> _What is required_:
Find every line in the records below that contains the string "screen", and copy each of those lines in full.

— start of Data —

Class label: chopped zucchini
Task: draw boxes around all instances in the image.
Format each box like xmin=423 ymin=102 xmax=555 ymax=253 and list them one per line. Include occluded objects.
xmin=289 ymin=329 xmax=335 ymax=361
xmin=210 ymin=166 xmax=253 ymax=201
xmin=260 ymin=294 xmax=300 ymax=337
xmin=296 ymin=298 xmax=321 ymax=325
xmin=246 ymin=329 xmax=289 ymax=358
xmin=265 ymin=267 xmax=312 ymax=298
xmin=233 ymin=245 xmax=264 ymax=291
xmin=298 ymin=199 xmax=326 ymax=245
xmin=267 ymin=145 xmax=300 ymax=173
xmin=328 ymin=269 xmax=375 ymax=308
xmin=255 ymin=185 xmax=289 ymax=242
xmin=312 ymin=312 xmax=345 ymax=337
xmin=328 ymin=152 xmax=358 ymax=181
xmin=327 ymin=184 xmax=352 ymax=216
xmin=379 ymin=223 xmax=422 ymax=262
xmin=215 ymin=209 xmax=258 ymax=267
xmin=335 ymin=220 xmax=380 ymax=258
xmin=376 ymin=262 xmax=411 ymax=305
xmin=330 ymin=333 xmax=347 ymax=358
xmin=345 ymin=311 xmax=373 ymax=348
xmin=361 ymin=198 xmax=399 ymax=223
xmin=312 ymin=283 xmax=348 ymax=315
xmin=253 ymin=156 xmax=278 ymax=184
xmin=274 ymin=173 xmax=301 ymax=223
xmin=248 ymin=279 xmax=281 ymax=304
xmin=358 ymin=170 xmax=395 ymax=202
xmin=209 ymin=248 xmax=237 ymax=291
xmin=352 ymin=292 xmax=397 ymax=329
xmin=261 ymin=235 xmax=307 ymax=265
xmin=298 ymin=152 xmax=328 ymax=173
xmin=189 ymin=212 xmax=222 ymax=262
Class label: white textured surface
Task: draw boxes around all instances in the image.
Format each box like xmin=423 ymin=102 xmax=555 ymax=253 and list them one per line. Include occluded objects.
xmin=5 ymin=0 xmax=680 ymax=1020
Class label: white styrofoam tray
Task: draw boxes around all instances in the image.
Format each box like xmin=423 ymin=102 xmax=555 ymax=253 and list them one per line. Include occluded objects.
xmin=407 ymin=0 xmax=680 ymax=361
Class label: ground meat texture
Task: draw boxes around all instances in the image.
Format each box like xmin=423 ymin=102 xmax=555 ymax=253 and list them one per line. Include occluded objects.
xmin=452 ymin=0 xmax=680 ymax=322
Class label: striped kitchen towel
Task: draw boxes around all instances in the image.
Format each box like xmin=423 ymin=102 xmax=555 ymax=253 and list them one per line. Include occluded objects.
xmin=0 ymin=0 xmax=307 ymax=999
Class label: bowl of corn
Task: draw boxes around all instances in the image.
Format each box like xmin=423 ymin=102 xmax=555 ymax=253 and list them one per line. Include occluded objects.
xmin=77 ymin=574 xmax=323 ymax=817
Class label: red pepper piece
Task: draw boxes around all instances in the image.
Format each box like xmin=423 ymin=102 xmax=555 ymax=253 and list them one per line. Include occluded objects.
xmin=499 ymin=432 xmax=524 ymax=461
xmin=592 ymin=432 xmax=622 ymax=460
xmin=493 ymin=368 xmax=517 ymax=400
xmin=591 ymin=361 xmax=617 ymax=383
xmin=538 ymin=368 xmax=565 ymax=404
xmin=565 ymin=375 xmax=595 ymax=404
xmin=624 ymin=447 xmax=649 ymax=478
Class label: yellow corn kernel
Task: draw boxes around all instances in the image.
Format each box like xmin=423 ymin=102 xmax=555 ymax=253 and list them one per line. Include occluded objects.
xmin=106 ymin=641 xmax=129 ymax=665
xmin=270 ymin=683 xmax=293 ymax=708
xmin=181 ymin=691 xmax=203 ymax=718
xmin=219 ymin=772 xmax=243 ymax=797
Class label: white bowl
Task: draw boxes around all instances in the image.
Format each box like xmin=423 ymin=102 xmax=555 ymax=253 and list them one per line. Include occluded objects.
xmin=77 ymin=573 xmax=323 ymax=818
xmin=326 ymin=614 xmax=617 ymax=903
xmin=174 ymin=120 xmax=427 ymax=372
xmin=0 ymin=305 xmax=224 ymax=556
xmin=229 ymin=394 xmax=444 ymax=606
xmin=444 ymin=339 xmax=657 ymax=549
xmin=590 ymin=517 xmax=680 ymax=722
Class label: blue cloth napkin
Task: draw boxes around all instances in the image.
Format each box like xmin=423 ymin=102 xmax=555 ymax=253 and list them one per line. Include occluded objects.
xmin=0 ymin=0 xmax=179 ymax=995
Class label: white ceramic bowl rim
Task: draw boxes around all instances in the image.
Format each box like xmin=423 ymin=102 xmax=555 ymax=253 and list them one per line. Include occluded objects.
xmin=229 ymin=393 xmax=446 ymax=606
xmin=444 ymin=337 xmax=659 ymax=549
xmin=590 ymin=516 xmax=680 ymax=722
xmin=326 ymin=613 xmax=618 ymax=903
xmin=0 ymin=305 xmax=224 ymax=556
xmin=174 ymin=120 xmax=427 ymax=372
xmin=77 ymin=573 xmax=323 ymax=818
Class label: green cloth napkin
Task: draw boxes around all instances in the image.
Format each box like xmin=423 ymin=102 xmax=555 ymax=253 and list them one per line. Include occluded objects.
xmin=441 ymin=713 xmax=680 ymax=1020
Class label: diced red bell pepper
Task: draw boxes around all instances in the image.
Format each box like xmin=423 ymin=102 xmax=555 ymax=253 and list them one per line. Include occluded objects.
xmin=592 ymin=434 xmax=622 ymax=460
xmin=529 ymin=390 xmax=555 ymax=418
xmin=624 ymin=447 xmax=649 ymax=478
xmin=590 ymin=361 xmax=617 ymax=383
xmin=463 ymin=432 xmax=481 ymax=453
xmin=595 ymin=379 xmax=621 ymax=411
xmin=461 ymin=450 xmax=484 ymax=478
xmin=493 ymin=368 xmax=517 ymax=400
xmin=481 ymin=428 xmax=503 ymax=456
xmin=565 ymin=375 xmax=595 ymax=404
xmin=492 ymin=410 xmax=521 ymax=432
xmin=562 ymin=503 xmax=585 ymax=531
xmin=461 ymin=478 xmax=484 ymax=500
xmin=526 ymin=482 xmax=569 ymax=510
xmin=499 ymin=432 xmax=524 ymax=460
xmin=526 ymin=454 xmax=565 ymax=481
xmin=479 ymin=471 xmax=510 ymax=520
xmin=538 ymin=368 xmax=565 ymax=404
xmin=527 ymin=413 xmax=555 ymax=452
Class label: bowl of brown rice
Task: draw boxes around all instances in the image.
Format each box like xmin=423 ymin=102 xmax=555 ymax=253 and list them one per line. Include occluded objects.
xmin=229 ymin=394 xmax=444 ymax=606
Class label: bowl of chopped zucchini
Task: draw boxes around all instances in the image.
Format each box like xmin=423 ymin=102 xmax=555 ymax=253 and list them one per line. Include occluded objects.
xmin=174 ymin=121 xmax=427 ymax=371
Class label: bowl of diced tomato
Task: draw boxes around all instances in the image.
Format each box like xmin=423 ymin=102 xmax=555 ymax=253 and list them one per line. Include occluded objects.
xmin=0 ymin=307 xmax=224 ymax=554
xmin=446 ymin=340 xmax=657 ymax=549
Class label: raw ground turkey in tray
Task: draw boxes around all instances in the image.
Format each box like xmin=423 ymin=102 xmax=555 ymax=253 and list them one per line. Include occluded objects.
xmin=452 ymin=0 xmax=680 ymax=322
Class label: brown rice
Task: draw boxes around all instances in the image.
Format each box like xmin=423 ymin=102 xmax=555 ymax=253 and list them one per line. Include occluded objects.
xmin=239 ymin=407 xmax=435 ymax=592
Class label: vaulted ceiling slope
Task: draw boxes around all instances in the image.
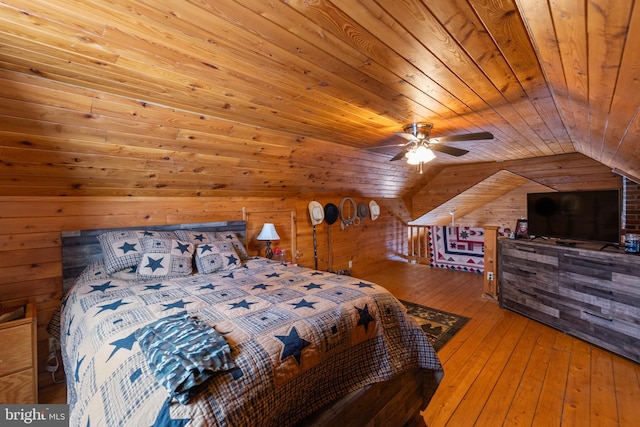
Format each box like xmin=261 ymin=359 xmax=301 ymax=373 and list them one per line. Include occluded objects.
xmin=0 ymin=0 xmax=640 ymax=197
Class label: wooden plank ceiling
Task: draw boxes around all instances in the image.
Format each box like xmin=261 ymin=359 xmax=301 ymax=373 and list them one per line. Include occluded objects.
xmin=0 ymin=0 xmax=640 ymax=197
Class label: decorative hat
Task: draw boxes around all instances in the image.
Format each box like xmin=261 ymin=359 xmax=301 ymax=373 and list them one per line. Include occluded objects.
xmin=358 ymin=202 xmax=369 ymax=219
xmin=369 ymin=200 xmax=380 ymax=221
xmin=309 ymin=200 xmax=324 ymax=225
xmin=324 ymin=203 xmax=340 ymax=225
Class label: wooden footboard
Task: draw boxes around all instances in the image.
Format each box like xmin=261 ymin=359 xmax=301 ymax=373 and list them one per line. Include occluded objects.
xmin=298 ymin=369 xmax=442 ymax=427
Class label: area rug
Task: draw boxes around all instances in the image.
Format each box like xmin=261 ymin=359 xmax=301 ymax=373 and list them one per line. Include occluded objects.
xmin=400 ymin=300 xmax=469 ymax=351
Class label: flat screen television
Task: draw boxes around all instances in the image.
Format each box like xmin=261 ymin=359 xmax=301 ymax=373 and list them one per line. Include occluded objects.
xmin=527 ymin=189 xmax=622 ymax=245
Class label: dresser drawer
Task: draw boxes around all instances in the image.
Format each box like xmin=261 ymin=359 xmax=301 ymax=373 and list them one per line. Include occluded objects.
xmin=0 ymin=368 xmax=37 ymax=403
xmin=0 ymin=323 xmax=33 ymax=376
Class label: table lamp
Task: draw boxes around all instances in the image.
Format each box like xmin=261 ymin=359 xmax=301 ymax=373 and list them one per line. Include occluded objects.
xmin=258 ymin=222 xmax=280 ymax=259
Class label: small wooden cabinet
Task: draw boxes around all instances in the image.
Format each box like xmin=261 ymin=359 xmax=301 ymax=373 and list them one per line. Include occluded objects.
xmin=0 ymin=303 xmax=38 ymax=403
xmin=498 ymin=239 xmax=640 ymax=362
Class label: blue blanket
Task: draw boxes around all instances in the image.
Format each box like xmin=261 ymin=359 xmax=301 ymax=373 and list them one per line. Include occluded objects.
xmin=136 ymin=312 xmax=235 ymax=404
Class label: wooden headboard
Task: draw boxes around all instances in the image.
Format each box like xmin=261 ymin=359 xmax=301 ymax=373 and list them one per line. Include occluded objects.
xmin=62 ymin=221 xmax=247 ymax=293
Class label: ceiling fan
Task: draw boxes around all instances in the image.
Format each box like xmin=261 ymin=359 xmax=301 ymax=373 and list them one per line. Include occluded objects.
xmin=376 ymin=123 xmax=493 ymax=173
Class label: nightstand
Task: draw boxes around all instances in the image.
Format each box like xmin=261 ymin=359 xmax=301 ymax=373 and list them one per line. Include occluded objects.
xmin=0 ymin=303 xmax=38 ymax=403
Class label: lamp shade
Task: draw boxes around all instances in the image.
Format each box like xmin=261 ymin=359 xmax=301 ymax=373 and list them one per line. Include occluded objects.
xmin=258 ymin=222 xmax=280 ymax=240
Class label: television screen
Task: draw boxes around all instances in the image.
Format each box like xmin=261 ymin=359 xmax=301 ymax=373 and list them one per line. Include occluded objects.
xmin=527 ymin=189 xmax=621 ymax=245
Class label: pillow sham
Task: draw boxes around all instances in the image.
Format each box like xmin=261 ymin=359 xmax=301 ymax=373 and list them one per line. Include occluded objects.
xmin=195 ymin=242 xmax=242 ymax=274
xmin=137 ymin=238 xmax=193 ymax=279
xmin=175 ymin=230 xmax=251 ymax=261
xmin=98 ymin=230 xmax=176 ymax=274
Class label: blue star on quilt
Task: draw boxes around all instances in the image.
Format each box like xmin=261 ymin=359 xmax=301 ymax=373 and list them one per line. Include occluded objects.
xmin=354 ymin=282 xmax=373 ymax=288
xmin=152 ymin=398 xmax=191 ymax=427
xmin=289 ymin=298 xmax=318 ymax=310
xmin=118 ymin=242 xmax=138 ymax=254
xmin=162 ymin=300 xmax=191 ymax=311
xmin=276 ymin=327 xmax=311 ymax=365
xmin=175 ymin=242 xmax=189 ymax=253
xmin=67 ymin=314 xmax=76 ymax=337
xmin=144 ymin=257 xmax=164 ymax=272
xmin=355 ymin=304 xmax=376 ymax=332
xmin=107 ymin=330 xmax=138 ymax=362
xmin=198 ymin=245 xmax=213 ymax=254
xmin=96 ymin=299 xmax=131 ymax=315
xmin=89 ymin=281 xmax=117 ymax=293
xmin=229 ymin=299 xmax=257 ymax=310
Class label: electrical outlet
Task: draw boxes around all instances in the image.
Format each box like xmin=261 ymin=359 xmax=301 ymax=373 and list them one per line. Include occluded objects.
xmin=49 ymin=337 xmax=60 ymax=353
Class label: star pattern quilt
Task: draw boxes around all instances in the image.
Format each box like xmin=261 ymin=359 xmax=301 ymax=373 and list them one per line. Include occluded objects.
xmin=429 ymin=225 xmax=484 ymax=274
xmin=60 ymin=258 xmax=441 ymax=427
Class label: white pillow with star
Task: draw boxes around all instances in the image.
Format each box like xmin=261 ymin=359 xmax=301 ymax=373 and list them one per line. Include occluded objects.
xmin=137 ymin=238 xmax=193 ymax=279
xmin=195 ymin=242 xmax=242 ymax=274
xmin=98 ymin=230 xmax=175 ymax=274
xmin=175 ymin=230 xmax=251 ymax=261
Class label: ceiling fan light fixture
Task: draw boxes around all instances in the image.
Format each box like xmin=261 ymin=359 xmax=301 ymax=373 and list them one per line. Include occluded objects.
xmin=407 ymin=145 xmax=436 ymax=165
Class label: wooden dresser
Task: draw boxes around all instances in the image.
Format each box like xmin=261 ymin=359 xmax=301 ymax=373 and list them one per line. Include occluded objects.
xmin=498 ymin=239 xmax=640 ymax=362
xmin=0 ymin=303 xmax=38 ymax=403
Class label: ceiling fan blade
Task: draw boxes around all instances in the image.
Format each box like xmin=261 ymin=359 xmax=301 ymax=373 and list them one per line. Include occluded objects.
xmin=389 ymin=148 xmax=407 ymax=162
xmin=429 ymin=144 xmax=469 ymax=157
xmin=433 ymin=132 xmax=493 ymax=142
xmin=394 ymin=132 xmax=420 ymax=142
xmin=366 ymin=142 xmax=407 ymax=150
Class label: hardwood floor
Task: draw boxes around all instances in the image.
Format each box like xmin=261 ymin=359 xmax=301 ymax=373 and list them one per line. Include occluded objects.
xmin=366 ymin=263 xmax=640 ymax=427
xmin=40 ymin=262 xmax=640 ymax=427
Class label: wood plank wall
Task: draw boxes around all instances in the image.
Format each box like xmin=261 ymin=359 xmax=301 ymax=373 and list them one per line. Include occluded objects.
xmin=0 ymin=195 xmax=408 ymax=392
xmin=411 ymin=153 xmax=622 ymax=228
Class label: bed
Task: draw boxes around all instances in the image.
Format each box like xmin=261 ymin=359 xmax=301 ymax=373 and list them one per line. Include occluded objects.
xmin=55 ymin=221 xmax=443 ymax=427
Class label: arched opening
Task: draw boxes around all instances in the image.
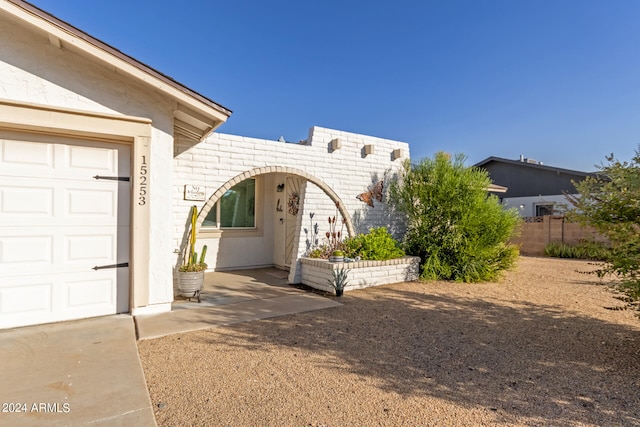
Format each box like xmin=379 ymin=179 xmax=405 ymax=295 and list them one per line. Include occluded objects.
xmin=196 ymin=166 xmax=355 ymax=270
xmin=198 ymin=166 xmax=355 ymax=236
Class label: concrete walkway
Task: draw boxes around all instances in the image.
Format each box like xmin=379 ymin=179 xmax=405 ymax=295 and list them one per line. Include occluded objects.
xmin=0 ymin=269 xmax=341 ymax=427
xmin=136 ymin=268 xmax=341 ymax=339
xmin=0 ymin=315 xmax=156 ymax=427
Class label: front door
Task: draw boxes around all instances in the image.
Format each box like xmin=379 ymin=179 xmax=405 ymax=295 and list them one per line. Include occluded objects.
xmin=284 ymin=176 xmax=302 ymax=269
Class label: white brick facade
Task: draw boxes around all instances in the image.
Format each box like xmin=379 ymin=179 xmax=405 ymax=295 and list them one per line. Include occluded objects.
xmin=174 ymin=127 xmax=409 ymax=282
xmin=301 ymin=256 xmax=420 ymax=292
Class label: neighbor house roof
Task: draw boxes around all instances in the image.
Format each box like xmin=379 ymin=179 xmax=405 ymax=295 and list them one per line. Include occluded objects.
xmin=0 ymin=0 xmax=232 ymax=140
xmin=474 ymin=156 xmax=593 ymax=177
xmin=474 ymin=157 xmax=595 ymax=198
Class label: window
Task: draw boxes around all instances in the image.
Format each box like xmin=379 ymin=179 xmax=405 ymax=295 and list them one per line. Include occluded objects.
xmin=536 ymin=204 xmax=555 ymax=216
xmin=202 ymin=179 xmax=256 ymax=228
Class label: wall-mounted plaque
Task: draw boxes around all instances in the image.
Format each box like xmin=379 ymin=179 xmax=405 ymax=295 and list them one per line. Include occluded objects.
xmin=184 ymin=184 xmax=207 ymax=202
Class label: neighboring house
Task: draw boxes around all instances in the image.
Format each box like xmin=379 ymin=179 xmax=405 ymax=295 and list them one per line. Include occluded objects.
xmin=0 ymin=0 xmax=409 ymax=328
xmin=474 ymin=156 xmax=595 ymax=217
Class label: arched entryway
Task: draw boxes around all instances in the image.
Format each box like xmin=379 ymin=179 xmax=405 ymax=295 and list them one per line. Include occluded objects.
xmin=197 ymin=166 xmax=354 ymax=268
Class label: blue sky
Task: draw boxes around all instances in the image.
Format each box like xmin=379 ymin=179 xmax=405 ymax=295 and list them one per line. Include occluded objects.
xmin=32 ymin=0 xmax=640 ymax=171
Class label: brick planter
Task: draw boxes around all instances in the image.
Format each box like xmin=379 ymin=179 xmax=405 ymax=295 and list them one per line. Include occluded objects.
xmin=300 ymin=256 xmax=420 ymax=292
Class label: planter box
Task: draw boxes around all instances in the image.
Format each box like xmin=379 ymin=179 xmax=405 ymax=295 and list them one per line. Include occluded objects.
xmin=300 ymin=256 xmax=420 ymax=292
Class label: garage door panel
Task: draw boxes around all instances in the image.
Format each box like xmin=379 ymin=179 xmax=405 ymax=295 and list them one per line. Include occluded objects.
xmin=65 ymin=275 xmax=116 ymax=311
xmin=0 ymin=279 xmax=54 ymax=316
xmin=0 ymin=234 xmax=54 ymax=273
xmin=0 ymin=185 xmax=54 ymax=218
xmin=0 ymin=131 xmax=130 ymax=328
xmin=63 ymin=232 xmax=117 ymax=265
xmin=65 ymin=187 xmax=118 ymax=219
xmin=65 ymin=146 xmax=118 ymax=174
xmin=0 ymin=139 xmax=54 ymax=169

— end of Data —

> _Exercise solution_:
Class label: flat screen television
Class label: television screen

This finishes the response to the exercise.